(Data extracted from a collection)
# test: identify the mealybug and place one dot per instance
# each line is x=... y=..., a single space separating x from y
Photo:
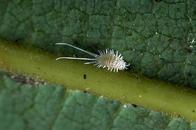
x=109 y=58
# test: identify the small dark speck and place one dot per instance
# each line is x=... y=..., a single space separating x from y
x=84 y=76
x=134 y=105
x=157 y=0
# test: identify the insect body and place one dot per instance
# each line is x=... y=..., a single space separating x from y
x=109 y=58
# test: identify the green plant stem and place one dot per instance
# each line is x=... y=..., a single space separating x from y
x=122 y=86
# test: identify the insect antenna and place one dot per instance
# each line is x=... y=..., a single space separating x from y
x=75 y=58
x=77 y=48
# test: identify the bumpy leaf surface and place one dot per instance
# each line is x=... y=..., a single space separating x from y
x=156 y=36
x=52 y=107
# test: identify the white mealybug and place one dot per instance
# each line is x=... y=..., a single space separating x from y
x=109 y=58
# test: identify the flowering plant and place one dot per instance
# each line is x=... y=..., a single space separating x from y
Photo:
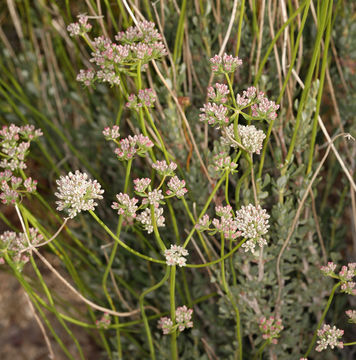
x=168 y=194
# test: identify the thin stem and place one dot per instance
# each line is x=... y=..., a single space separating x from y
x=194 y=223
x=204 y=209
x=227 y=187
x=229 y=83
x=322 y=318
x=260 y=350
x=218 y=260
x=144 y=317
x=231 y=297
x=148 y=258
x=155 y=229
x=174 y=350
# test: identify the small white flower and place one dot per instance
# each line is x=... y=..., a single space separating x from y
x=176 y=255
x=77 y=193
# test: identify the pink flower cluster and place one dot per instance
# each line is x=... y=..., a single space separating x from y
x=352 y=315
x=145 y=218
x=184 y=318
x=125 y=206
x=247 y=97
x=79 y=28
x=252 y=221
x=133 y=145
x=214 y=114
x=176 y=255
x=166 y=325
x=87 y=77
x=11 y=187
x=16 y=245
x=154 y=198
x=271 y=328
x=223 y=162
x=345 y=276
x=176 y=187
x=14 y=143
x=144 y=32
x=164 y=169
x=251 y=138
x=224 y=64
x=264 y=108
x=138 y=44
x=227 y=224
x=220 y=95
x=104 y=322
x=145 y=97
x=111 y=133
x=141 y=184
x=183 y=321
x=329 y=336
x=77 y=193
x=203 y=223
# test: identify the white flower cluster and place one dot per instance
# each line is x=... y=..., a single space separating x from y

■ TASK TO CARRY OUT ■
Copy each line of the records above exactly as written. Do not carry over any picture.

■ TASK SOLUTION ■
# test: identify the mealybug and place one dot per instance
# each line is x=... y=..., a single space separating x from y
Photo:
x=109 y=58
# test: identify the small dark speck and place one dot per instance
# each line is x=... y=..., a single space separating x from y
x=84 y=76
x=134 y=105
x=157 y=0
# test: identify the insect body and place one dot per instance
# each line is x=... y=..., a single space separating x from y
x=109 y=58
# test: identify the green plant stem and place one dot per instance
# each line is x=... y=..., a single space separating x from y
x=122 y=86
# test: identify the insect antenna and place one dot per instance
# each line is x=... y=..., a single space separating x from y
x=75 y=58
x=77 y=48
# test: identify the bumpy leaf surface and place one dot per instance
# each line is x=... y=..., a single space separating x from y
x=156 y=36
x=52 y=107
# test: identify the white mealybug and place one dot per instance
# each line is x=... y=..., a single space separating x from y
x=109 y=58
# test: identify the flowering plant and place one dot per instance
# each line is x=... y=..., a single space separating x from y
Photo:
x=168 y=194
# test: identify the thin stem and place one dot per instance
# each line is x=... y=..., a single space separating x from y
x=194 y=223
x=204 y=209
x=227 y=187
x=229 y=83
x=322 y=318
x=260 y=350
x=218 y=260
x=144 y=317
x=231 y=297
x=148 y=258
x=155 y=229
x=174 y=350
# test: identify the small white flower and place one dot per instance
# each line is x=... y=..., a single space separating x from y
x=176 y=255
x=77 y=193
# test: identify the pink flower cluster and place one dot per instance
# each line is x=... y=..., a single space separating x from y
x=352 y=315
x=145 y=218
x=184 y=318
x=125 y=206
x=247 y=97
x=79 y=28
x=252 y=221
x=133 y=145
x=214 y=114
x=176 y=255
x=166 y=325
x=87 y=77
x=11 y=187
x=16 y=245
x=154 y=198
x=271 y=328
x=223 y=162
x=345 y=276
x=176 y=187
x=14 y=143
x=144 y=32
x=164 y=169
x=251 y=138
x=224 y=64
x=264 y=108
x=138 y=44
x=227 y=224
x=220 y=95
x=104 y=322
x=145 y=97
x=111 y=133
x=141 y=184
x=183 y=321
x=329 y=336
x=77 y=193
x=203 y=223
# test: identify the white flower cluster and place one dot per instance
# each line is x=... y=..., a single space separating x from y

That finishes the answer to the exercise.